PASSAGE TO READ:
>> start

Amid reports of destruction by ISIS, accelerating controversy over U.S. strategy in Iraq, and a growing pessimism towards the situation overall, American sympathy towards suffering Iraqis may easily transform into confusion and inactivity. Daniel Mark wrote last week that the situation for religious minorities in Iraq is “another hard lesson from history about evil, genocide, and the precariousness of religious freedom and human rights.” But as freedom and quality of life deteriorate for many in Iraq, let us not view their plight as simply a learning opportunity. Instead, here is a brief guide on how you and I can begin to care for persecuted minorities from our homes and offices across the Atlantic.

1. Read Up

Minority Rights Group International’s report on the situation in Iraq provides a comprehensive breakdown of the human rights violations occurring across the country and among different religious groups. From one interviewee: “We are living without human dignity. We are living like animals. Sixty people are living in a room of 40 square meters. Two thousand people are using one bathroom. This is in the Church of Mar Yousef.” Iraq is #3 on Open Door’s World Watch List for places where Christians face the most persecution. Find out why.  Barnabas Aid, among other organizations, posts updates on persecution and perseverance directly from the communities they support.

>> end

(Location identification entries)
>> start

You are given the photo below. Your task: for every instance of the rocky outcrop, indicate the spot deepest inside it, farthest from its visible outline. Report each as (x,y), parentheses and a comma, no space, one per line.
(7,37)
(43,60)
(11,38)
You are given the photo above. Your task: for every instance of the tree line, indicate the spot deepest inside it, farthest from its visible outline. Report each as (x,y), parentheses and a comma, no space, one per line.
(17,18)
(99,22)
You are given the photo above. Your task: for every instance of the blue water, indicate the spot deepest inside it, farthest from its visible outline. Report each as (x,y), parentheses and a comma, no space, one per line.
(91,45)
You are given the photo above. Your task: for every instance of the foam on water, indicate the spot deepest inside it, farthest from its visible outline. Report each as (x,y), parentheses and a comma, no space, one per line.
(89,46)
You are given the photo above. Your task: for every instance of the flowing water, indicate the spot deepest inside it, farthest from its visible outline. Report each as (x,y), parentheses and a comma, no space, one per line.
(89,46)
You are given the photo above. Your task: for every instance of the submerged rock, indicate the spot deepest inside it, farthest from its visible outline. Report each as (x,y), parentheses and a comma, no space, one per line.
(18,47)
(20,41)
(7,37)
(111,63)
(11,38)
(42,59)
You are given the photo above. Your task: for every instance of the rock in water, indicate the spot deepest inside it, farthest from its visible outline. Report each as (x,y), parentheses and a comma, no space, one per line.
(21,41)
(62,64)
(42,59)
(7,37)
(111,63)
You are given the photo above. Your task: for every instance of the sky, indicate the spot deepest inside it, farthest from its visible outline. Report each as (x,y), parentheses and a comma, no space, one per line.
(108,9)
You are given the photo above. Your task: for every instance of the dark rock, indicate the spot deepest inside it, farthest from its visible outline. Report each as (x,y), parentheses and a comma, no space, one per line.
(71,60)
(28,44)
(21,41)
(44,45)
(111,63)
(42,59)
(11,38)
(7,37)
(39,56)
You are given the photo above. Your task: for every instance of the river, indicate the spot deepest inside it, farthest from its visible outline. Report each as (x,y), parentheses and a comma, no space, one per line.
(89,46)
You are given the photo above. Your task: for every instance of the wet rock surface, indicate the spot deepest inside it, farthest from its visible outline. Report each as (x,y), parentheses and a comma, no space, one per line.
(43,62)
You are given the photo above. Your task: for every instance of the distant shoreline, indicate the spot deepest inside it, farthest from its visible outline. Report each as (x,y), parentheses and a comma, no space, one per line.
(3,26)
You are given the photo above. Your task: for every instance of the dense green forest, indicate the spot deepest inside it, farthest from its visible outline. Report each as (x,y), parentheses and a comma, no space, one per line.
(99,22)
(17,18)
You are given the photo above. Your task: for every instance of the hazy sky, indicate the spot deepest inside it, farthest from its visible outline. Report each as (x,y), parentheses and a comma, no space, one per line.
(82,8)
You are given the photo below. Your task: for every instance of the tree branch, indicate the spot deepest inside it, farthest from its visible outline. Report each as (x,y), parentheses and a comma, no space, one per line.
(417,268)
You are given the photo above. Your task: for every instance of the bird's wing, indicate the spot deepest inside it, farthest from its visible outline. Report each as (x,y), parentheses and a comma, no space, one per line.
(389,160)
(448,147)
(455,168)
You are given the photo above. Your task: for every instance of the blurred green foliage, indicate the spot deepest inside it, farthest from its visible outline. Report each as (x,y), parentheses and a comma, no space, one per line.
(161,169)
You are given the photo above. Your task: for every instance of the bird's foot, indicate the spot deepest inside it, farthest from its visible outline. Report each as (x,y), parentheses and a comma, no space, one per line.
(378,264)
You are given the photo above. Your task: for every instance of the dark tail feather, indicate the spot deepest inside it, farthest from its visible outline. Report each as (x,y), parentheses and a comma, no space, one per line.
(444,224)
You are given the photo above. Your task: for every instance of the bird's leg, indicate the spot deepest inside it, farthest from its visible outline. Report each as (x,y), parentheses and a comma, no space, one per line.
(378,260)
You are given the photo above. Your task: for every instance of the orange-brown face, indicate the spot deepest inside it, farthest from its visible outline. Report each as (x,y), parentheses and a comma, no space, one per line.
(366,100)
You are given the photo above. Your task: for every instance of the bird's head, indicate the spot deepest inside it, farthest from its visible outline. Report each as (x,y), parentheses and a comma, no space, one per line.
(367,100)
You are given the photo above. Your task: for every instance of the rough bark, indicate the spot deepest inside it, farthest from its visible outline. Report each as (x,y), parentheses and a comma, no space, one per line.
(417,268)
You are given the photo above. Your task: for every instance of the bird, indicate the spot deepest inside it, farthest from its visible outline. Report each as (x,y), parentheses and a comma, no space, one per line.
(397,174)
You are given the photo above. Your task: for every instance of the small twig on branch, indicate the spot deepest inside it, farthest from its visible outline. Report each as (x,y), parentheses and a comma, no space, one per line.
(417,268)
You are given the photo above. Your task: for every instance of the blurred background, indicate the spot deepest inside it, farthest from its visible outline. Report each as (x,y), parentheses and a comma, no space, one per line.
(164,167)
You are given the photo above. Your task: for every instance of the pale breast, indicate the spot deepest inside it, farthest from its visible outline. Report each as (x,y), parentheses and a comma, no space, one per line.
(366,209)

>> end
>> start

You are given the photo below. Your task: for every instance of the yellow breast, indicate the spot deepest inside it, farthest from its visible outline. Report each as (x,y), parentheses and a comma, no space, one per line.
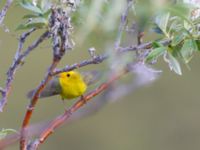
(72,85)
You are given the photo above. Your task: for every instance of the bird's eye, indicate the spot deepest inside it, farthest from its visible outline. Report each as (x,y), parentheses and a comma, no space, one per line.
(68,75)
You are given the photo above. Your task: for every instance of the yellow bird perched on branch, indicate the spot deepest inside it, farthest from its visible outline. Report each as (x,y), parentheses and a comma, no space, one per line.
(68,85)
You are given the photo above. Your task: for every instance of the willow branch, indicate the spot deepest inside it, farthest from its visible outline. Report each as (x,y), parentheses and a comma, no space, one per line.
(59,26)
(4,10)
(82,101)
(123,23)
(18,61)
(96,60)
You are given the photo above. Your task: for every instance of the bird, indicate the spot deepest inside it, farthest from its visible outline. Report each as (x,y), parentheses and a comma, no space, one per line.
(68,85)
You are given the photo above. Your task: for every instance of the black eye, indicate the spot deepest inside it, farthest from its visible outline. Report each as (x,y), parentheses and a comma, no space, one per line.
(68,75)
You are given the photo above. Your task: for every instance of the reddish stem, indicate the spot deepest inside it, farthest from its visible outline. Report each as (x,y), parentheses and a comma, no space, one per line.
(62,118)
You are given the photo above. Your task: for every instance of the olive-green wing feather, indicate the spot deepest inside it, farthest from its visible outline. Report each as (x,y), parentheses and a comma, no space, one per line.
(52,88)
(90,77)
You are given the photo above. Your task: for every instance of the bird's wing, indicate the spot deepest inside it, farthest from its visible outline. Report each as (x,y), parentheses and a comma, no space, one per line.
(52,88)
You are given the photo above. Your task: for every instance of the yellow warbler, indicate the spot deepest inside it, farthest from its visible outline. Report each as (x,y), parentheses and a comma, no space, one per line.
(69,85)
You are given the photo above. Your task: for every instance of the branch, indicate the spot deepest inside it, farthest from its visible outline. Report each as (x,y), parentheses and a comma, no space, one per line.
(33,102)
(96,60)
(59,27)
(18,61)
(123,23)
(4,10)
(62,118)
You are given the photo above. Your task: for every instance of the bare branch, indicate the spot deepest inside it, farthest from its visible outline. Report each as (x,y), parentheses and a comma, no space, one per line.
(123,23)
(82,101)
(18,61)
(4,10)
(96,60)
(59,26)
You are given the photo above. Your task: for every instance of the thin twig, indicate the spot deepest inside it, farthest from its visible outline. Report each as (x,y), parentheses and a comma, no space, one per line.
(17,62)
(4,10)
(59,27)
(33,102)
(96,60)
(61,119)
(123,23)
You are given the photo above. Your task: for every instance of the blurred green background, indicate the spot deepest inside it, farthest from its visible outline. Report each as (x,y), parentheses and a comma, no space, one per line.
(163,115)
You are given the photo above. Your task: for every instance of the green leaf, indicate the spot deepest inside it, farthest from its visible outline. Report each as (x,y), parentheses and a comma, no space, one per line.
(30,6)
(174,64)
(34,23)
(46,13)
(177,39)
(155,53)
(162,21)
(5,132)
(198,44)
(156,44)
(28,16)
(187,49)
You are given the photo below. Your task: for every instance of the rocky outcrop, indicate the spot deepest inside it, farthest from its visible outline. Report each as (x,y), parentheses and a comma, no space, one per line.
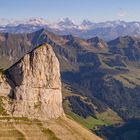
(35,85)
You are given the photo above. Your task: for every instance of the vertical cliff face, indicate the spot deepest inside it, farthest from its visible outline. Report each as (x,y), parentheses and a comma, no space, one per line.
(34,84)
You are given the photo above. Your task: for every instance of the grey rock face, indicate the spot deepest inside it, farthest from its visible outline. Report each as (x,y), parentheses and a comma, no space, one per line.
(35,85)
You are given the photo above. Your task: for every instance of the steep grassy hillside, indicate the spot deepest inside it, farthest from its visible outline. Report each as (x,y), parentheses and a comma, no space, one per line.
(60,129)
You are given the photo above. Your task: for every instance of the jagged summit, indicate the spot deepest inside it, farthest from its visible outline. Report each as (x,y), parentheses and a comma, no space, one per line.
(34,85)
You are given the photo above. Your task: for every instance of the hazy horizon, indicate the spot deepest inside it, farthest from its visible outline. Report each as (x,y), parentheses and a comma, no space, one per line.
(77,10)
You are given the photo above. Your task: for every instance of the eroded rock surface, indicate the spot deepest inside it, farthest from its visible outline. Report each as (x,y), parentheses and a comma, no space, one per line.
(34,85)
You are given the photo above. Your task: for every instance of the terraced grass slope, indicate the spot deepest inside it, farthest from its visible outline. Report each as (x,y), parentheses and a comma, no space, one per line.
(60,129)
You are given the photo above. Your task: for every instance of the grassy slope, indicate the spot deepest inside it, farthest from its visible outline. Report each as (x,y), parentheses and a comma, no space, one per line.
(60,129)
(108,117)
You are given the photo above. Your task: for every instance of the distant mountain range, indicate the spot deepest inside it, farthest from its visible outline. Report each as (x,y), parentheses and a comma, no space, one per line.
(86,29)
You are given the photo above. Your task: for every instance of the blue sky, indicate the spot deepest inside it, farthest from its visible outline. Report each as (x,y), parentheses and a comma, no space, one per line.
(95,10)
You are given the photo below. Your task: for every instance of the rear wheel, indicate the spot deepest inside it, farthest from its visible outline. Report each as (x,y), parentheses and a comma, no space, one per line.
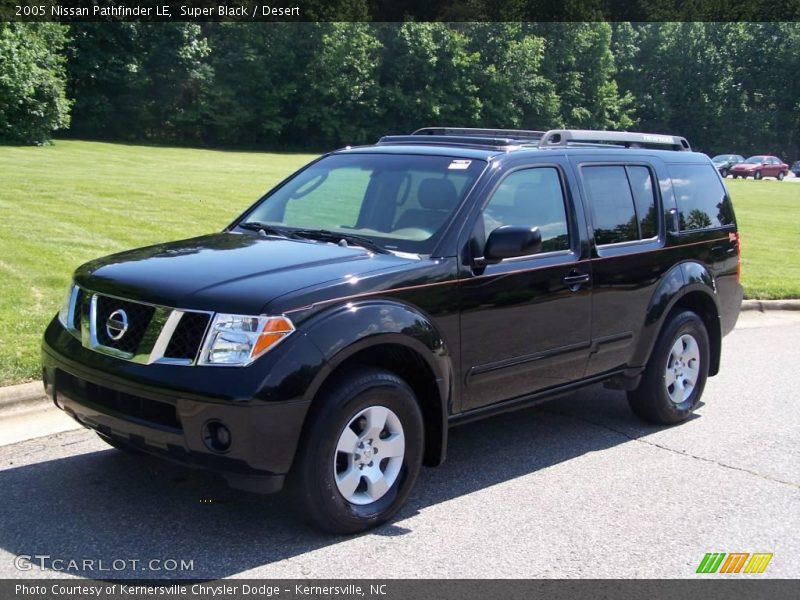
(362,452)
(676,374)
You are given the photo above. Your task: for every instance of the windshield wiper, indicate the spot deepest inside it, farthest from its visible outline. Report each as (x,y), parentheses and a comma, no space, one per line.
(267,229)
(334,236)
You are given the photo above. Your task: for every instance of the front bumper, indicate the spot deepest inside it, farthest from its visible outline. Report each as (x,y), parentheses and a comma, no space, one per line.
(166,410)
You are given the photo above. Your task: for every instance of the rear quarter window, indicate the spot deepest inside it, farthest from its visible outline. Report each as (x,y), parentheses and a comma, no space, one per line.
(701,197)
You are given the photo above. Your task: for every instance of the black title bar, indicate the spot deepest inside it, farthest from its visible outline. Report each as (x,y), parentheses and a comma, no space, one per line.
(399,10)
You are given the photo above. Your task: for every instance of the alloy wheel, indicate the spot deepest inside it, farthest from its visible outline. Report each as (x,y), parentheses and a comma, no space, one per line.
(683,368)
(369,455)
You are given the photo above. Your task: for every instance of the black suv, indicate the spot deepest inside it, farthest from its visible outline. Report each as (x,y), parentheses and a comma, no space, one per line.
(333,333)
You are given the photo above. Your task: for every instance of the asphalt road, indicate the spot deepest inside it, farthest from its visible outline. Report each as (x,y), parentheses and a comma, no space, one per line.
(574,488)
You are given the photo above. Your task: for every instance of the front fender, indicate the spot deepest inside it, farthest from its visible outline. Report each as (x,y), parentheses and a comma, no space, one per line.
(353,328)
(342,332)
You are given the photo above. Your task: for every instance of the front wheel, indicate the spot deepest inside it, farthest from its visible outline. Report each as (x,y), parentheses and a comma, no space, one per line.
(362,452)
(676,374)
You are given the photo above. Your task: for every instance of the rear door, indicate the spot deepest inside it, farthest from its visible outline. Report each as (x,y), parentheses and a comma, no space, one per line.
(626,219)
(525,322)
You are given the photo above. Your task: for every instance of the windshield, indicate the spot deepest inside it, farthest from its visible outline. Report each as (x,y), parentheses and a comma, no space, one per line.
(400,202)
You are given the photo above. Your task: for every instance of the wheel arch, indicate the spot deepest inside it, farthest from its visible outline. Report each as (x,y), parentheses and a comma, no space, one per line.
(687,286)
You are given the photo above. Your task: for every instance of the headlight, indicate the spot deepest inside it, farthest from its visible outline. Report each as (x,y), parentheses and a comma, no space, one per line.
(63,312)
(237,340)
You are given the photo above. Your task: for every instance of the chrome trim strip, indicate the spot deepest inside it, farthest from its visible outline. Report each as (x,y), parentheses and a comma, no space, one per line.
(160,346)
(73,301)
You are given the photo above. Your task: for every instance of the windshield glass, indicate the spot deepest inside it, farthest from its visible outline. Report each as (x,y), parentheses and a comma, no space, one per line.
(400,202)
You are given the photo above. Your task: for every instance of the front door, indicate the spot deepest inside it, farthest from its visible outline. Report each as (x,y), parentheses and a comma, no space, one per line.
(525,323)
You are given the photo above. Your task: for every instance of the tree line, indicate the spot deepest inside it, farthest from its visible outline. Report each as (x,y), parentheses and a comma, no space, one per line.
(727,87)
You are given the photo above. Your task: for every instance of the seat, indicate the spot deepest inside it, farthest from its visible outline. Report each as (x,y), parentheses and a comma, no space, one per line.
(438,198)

>> end
>> start

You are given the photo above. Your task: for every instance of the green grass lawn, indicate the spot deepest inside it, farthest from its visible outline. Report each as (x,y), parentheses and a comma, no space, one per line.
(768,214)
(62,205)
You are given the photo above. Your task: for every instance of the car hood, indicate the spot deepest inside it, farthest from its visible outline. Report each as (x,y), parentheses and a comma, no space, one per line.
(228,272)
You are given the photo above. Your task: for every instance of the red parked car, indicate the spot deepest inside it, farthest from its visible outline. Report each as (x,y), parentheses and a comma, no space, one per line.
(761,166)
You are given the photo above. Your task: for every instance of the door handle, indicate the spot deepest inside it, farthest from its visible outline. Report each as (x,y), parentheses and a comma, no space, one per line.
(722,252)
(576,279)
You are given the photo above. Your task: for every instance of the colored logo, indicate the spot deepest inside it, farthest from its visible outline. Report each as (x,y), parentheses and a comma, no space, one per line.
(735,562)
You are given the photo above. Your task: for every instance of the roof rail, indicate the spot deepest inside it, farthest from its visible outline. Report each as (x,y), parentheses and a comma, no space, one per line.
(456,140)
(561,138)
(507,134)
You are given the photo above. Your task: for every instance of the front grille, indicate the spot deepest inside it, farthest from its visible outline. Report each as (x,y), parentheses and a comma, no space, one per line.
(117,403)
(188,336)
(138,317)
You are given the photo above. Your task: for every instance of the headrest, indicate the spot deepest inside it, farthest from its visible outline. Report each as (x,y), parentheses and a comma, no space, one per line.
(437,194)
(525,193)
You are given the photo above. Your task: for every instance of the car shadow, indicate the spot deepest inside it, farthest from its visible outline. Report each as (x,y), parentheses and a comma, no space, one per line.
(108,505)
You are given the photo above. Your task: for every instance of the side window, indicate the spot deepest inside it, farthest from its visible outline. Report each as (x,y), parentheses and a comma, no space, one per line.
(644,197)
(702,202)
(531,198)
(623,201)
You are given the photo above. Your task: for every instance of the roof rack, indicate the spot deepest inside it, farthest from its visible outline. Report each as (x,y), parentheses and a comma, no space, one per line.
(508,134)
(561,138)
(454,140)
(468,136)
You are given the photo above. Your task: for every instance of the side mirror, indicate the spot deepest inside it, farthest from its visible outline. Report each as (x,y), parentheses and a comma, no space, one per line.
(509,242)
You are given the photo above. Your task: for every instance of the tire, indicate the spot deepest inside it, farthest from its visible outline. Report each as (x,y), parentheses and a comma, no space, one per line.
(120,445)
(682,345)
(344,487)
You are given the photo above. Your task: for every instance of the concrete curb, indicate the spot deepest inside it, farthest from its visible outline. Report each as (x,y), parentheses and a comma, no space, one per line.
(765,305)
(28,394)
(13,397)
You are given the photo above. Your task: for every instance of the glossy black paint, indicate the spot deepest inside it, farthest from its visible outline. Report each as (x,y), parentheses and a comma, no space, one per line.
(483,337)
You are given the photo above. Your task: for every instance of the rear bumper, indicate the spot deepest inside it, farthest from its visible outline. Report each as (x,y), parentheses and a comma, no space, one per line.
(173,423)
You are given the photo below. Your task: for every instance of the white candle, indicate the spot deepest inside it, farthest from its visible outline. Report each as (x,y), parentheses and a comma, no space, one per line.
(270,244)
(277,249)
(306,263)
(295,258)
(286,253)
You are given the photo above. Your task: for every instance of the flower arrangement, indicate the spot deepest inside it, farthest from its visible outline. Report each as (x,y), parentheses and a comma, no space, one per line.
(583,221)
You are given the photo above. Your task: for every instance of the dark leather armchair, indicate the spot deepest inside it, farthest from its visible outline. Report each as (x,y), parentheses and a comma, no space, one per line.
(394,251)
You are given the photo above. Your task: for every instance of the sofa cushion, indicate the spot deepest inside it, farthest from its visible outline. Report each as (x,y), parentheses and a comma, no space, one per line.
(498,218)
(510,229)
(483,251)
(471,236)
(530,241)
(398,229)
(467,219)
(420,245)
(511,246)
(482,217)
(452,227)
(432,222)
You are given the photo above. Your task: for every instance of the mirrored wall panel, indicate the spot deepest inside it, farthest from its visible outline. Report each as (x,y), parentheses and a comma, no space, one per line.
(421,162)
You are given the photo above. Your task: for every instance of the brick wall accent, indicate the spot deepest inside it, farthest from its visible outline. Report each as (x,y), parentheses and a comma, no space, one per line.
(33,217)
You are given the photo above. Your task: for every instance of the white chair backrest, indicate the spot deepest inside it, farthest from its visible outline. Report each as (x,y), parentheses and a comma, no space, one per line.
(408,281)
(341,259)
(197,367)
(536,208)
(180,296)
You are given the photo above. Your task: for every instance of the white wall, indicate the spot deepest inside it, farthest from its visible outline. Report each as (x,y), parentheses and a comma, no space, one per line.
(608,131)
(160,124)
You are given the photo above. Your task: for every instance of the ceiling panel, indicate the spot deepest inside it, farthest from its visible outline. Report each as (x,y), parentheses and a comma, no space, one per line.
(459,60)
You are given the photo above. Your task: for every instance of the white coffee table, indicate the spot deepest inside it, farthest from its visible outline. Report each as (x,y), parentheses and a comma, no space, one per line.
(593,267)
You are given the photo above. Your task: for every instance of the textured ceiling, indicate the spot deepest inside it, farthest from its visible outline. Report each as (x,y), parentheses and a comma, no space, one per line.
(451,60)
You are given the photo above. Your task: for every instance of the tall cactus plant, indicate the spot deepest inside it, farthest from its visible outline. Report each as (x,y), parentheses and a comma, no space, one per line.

>> end

LIST OF TASKS:
• A. Decide whether each statement agrees with the passage on persecuted minorities in Iraq, answering yes or no and quoting the passage's deciding words: (i) Daniel Mark's remarks on religious minorities in Iraq were written last week. (ii) Iraq ranks first on Open Door's World Watch List. (iii) The interviewee says one bathroom is shared by five hundred people.
• B. In the passage on persecuted minorities in Iraq, list every number that appears in the interviewee's quoted words.
These entries have no connection to the passage on persecuted minorities in Iraq.

TASK-BY-TASK OUTPUTS:
• A.
(i) Yes: "Daniel Mark wrote last week"
(ii) No: "Iraq is #3 on Open Door’s World Watch List"
(iii) No: "Two thousand people are using one bathroom."

• B. Sixty, 40, Two thousand, one